» Try it:
All records are to be reproduced verbatim, with images omitted.

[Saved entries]
###
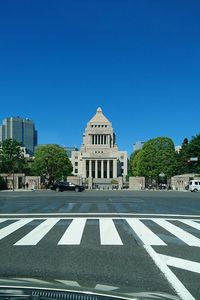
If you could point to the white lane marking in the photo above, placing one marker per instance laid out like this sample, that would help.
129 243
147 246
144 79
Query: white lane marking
3 220
181 263
101 214
144 233
180 289
13 227
33 237
191 223
69 282
108 233
183 235
104 287
73 233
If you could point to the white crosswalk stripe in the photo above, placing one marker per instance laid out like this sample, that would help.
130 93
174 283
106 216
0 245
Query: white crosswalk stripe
144 233
73 233
186 237
108 232
13 227
33 237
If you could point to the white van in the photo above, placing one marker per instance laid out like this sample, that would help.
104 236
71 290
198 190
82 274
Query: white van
194 185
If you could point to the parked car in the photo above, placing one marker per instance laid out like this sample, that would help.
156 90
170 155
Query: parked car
66 186
194 185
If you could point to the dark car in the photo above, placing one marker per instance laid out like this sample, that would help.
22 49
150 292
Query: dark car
66 186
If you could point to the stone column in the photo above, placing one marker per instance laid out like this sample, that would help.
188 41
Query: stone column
102 168
96 169
115 168
108 169
90 168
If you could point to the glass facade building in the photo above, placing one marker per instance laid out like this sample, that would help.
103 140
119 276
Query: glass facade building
21 130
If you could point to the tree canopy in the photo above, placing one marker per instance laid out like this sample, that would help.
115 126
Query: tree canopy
157 156
11 157
51 163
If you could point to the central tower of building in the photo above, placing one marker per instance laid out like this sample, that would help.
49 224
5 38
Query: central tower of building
99 157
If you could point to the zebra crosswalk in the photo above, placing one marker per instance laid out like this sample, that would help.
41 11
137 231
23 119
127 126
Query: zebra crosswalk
152 232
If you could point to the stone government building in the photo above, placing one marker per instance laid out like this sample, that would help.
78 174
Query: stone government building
99 161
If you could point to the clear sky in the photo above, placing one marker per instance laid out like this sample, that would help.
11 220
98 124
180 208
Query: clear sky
138 60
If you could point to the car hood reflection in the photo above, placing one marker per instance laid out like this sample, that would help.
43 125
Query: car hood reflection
115 292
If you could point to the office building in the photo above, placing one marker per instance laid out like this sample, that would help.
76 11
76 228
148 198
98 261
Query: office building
21 130
99 157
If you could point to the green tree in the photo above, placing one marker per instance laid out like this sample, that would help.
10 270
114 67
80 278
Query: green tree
11 157
183 157
133 163
51 163
157 156
194 151
2 183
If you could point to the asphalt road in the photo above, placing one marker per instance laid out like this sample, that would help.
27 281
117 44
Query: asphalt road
146 241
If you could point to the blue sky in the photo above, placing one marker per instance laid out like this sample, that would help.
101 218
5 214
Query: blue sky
138 60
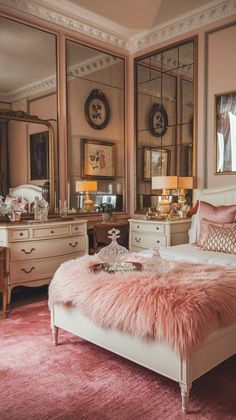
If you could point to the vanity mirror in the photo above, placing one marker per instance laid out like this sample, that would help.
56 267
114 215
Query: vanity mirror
165 82
28 111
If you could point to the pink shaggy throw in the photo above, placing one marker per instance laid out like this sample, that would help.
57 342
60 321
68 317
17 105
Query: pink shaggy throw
180 306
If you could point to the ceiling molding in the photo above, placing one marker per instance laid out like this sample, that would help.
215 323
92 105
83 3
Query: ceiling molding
77 70
197 18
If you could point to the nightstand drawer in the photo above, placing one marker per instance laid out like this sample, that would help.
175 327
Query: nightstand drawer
77 229
23 271
147 227
47 232
19 234
47 248
147 241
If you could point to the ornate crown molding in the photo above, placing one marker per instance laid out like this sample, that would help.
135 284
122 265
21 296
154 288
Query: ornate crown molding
190 21
78 70
204 15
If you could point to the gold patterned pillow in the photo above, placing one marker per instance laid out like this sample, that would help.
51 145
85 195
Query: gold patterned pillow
220 239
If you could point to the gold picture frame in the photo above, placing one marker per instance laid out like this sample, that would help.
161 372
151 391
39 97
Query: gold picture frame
98 159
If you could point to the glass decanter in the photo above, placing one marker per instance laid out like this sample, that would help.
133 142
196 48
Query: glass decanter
114 255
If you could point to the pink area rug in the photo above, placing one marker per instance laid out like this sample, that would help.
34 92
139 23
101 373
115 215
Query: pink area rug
78 380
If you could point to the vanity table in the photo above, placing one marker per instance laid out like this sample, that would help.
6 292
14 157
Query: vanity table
34 251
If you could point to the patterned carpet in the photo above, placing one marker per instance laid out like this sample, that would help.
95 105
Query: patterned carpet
77 380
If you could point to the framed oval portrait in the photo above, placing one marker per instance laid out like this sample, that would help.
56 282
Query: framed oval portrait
97 110
158 120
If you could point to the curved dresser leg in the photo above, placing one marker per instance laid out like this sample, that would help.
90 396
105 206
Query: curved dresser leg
55 331
185 391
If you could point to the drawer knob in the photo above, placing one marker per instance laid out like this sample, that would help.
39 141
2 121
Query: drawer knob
27 252
28 271
73 245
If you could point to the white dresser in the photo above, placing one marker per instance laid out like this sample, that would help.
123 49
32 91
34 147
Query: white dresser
35 250
149 234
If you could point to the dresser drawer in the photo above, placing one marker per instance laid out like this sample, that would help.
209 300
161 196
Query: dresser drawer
24 271
19 234
78 229
147 227
48 232
145 240
47 248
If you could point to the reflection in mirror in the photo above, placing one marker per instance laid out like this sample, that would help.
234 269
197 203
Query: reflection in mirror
165 118
95 110
28 110
225 105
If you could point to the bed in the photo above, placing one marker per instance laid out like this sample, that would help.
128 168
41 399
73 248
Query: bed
159 356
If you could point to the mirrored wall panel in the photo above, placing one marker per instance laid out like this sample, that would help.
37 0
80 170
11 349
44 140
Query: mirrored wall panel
165 115
28 98
95 124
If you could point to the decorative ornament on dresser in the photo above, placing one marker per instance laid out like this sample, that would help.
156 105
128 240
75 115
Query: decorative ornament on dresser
158 120
97 110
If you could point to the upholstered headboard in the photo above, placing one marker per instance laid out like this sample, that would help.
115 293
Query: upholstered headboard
217 196
27 191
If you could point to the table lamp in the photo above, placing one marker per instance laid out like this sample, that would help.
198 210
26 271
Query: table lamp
184 183
164 183
86 186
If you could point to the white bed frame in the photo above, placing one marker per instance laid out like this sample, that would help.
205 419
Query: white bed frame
158 356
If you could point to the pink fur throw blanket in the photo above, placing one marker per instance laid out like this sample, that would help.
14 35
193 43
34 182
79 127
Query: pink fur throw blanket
179 304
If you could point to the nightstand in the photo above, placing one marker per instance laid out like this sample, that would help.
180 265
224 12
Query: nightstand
3 288
149 234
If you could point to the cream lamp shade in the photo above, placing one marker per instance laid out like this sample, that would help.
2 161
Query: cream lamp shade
164 183
184 183
86 186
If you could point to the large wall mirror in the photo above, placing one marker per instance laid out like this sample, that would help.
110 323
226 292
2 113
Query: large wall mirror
165 118
96 134
28 108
###
» Answer area:
If you could point to the white lane marking in the photo above, placing one marker per instance laid out like this sample, that would help.
129 243
147 246
144 79
Query: white lane marking
3 220
181 263
101 214
144 233
180 289
13 227
33 237
191 223
69 282
108 233
183 235
104 287
73 233
If you could point to the white crosswalk stripe in the photo above, placing one marker per instance laid out like this sample, that would help.
130 93
174 283
106 216
0 245
Query: white crosswalk stripe
144 233
73 233
186 237
108 232
13 227
33 237
If you could point to the white van in the photo above, placing one marker per instance laid out like this sample, that would help.
104 236
71 290
198 190
82 274
Query: white van
194 185
If you could point to the parked car in the photo above, placing one marker per instance laid out like this sample, that would help.
156 90
170 155
Query: parked car
66 186
194 185
If you could point to the dark car in the photo above, placing one marker per instance laid out like this sample, that would help.
22 49
150 292
Query: dark car
66 186
If you could point to the stone column in the photo above, placing one marker per instance laid out like this sample, that would help.
188 41
Query: stone column
102 168
96 169
115 168
108 169
90 168
If you could point to the glass facade building in the photo above, placing one marker per instance laid out like this sample, that would help.
103 140
119 276
Query: glass facade building
21 130
If you could point to the tree canopy in the photo above, placing one marker per instance laid out like this sample, that would help.
115 126
Query: tree canopy
157 156
11 157
51 163
If you could point to the central tower of building in the photo above, placing one marker per instance laid out like this sample, that would help.
49 224
5 38
Query: central tower of building
99 157
If you could point to the zebra crosswalk in the photo above, placing one marker per instance laid out like this sample, that would help.
41 11
137 231
23 119
127 126
Query: zebra crosswalk
152 232
If you could point to the stone government building in the photo above, placing one marker per instance laid out like this sample, that would help.
78 174
Query: stone government building
99 161
If you could point to the clear sky in the photo above, placing one marker per instance laid out like this sample, that would help.
11 220
98 124
180 208
Query: clear sky
138 60
If you could point to the car hood reflection in the photo above, placing one marker per instance laid out like this sample, that would help.
43 125
Query: car hood reflection
115 292
If you could point to the office building in the photo above, placing one marker per instance laid out like this sample, that would help.
76 11
76 228
148 198
98 261
Query: office building
21 130
99 157
If you could point to the green tree in the photo above, placing one marker per instance laid out like this sample, that would help.
10 270
114 67
80 278
Query: green tree
11 157
183 157
133 163
51 163
157 156
194 151
2 183
If you could point to the asphalt road in the photo above, placing one marker per instance laid out like this sample, that would help.
27 281
117 44
Query: asphalt road
146 241
If you could point to the blue sky in the photo above, placing one marker per instance laid out like this sample, that would help.
101 218
5 214
Query: blue sky
138 60
If you could point to the vanity mirror in the photo above, placing one marker per instance laid out like this sample, that would help.
56 267
114 215
Query: vanity mirror
165 82
28 111
If you could point to the pink shaggy throw in the photo above, placing one marker per instance laid out like this sample, that would help.
57 342
60 321
68 317
17 105
Query: pink shaggy throw
180 306
If you could point to the ceiling molding in the photo above, placing one marker per instance laid out like this sample, that would help.
215 323
92 105
83 3
Query: ceiling molding
77 70
197 18
If you could point to the nightstand drawer in the photo above, placing one marker per instance laid out like this sample, that would help.
175 327
Query: nightstand drawer
77 229
23 271
147 227
47 232
19 234
47 248
147 241
If you could point to the ornate crown molding in the photo above, placing one marker per instance laid out like this sample, that would help.
135 284
122 265
21 296
154 288
Query: ornate crown molding
190 21
78 70
204 15
If you could point to the gold patterned pillow in the photo above, placing one marker per instance laid out like this sample, that would help.
51 145
85 195
Query: gold patterned pillow
220 239
If you could point to the gold picture frame in the photo above, placing one marker per instance laid out like this sample, that would help.
161 372
151 391
39 97
Query: gold picture frame
98 159
If you could point to the glass decanter in the photo above, placing one marker per instance laid out like this sample, that would help.
133 142
196 48
Query: glass decanter
114 255
If you could point to the pink area rug in the photo above, placing one marker per instance laid out like this sample, that would help.
34 92
139 23
101 373
115 215
Query: pink area rug
78 380
If you could point to the vanity table in the photo above, placing one marker per instance laid out like this sample, that would help.
6 292
14 157
Query: vanity table
34 251
If you could point to the patterned carpet in the photo above, placing one marker per instance laid out like this sample, that would help.
95 105
Query: patterned carpet
77 380
If you could point to the framed oval portrait in the photo above, placing one marker per instance laid out like this sample, that would help.
56 282
Query: framed oval portrait
97 110
158 120
If you could point to the curved dresser leg in the photo above, placing one marker per instance laid out like this sample, that would help.
90 396
105 206
Query: curved dresser leg
55 331
185 391
If you could point to the drawer knob in the photo above, placing one marker per instance laid out like this sample, that would help.
39 141
2 121
Query: drawer knob
27 252
28 271
73 245
If you could point to the white dresser in the photo above, placing one marker per instance laid out like this sample, that would help.
123 49
32 91
34 147
Query: white dresser
35 250
149 234
If you could point to the dresser drawer in the photo above, placing one marker per instance laid out like this sample, that would help.
209 300
161 196
Query: dresser drawer
24 271
19 234
78 229
147 227
48 232
145 240
47 248
If you could point to the reflection in mirror in the photo above, placing one marker per instance laid out like this sample, that would help.
234 269
197 203
Query: reflection in mirror
165 118
95 110
28 110
225 105
If you could point to the bed in the photo above, placing one marker per instance laid out like this sample, that would help.
128 168
41 399
73 248
Query: bed
159 356
If you could point to the mirrored wall panel in the photo above, placing one marker per instance laid out like this sample, that would help.
37 0
80 170
11 349
44 140
Query: mirrored wall panel
165 115
28 98
95 124
If you could point to the decorative ornament on dresser in the photo above, placing one marker per instance laid out like this sample, that would help.
156 105
128 240
75 115
Query: decorative ornament on dresser
158 120
97 110
If you could point to the upholstered headboard in the photo above, placing one marker per instance laid out like this sample, that would help.
115 293
Query: upholstered headboard
217 196
27 191
If you could point to the table lamp in the photo above, placing one marker per instance laid out like this sample, that would help.
198 210
26 271
Query: table lamp
184 183
164 183
86 186
If you could point to the white bed frame in the photo above, placing one marker per instance laid out like this sample, that would help.
205 419
Query: white bed frame
158 356
If you could point to the pink fur throw blanket in the photo above, placing one marker per instance laid out like this sample, that would help.
14 35
193 43
34 182
79 127
Query: pink fur throw blanket
179 304
If you could point to the nightstand in the photo above, placing one marker per instance laid out like this sample, that would help.
180 265
224 12
Query: nightstand
3 288
149 234
If you could point to the cream lamp shade in the photo above, placing one marker per instance laid out like this sample, that would help.
2 161
Query: cream lamp shade
164 183
184 183
86 186
If you could point to the large wall mirror in the photo above, placing one marker per instance laid out like this sample, that would help.
110 323
226 292
2 113
Query: large wall mirror
165 118
96 134
28 108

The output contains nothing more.